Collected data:

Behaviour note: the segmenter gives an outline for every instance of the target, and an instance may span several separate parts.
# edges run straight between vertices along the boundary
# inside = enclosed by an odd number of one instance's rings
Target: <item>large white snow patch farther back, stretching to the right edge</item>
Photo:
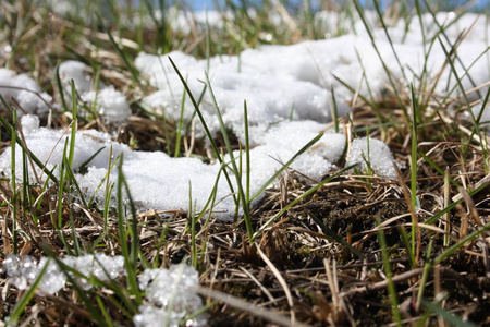
[[[489,81],[488,53],[477,60],[480,55],[488,51],[485,39],[490,34],[490,27],[485,17],[466,14],[453,23],[453,13],[439,13],[439,25],[450,25],[445,37],[454,43],[458,35],[468,32],[468,35],[457,48],[458,60],[454,65],[462,78],[465,89],[482,85]],[[450,52],[452,45],[441,36],[442,44],[436,43],[425,60],[421,26],[418,20],[413,20],[405,33],[405,23],[399,23],[389,28],[393,49],[383,29],[373,29],[376,46],[380,57],[388,64],[392,78],[408,87],[414,83],[418,87],[424,70],[427,70],[429,80],[434,77],[445,65],[445,51]],[[438,25],[428,14],[422,16],[424,31],[431,37],[438,31]],[[469,31],[469,26],[475,26]],[[149,78],[151,85],[158,90],[145,98],[145,102],[157,112],[164,111],[174,120],[181,114],[181,102],[184,87],[174,68],[171,58],[196,99],[199,98],[206,81],[206,70],[209,64],[209,80],[213,88],[219,108],[222,111],[225,124],[238,135],[243,130],[243,102],[248,104],[248,121],[253,126],[267,126],[269,123],[287,119],[315,120],[327,122],[331,120],[332,90],[335,94],[340,114],[350,112],[346,101],[353,95],[340,81],[351,86],[359,87],[359,94],[367,98],[379,97],[390,85],[388,74],[382,61],[371,45],[363,26],[357,26],[358,35],[347,34],[341,37],[304,41],[293,46],[262,46],[259,49],[244,50],[240,56],[217,56],[207,60],[196,60],[191,56],[174,51],[163,56],[139,53],[135,65]],[[396,57],[401,65],[399,65]],[[464,68],[469,75],[464,74]],[[406,78],[405,78],[406,76]],[[436,85],[436,93],[457,95],[456,78],[452,75],[449,65],[442,70]],[[408,89],[406,89],[408,92]],[[485,90],[482,90],[485,92]],[[186,98],[186,112],[184,118],[193,114],[193,106],[188,96]],[[218,131],[216,119],[212,119],[213,107],[209,93],[205,94],[200,109],[212,131]],[[291,114],[292,113],[292,114]]]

TASK DESCRIPTION: Among the entries above, find every line holding "instance" and copy it.

ANSWER BELOW:
Behaviour note: the segmenter gives an outline for every instance of the target, and an instance may span several separate parts.
# inside = enclosed by an odd number of one instance's rings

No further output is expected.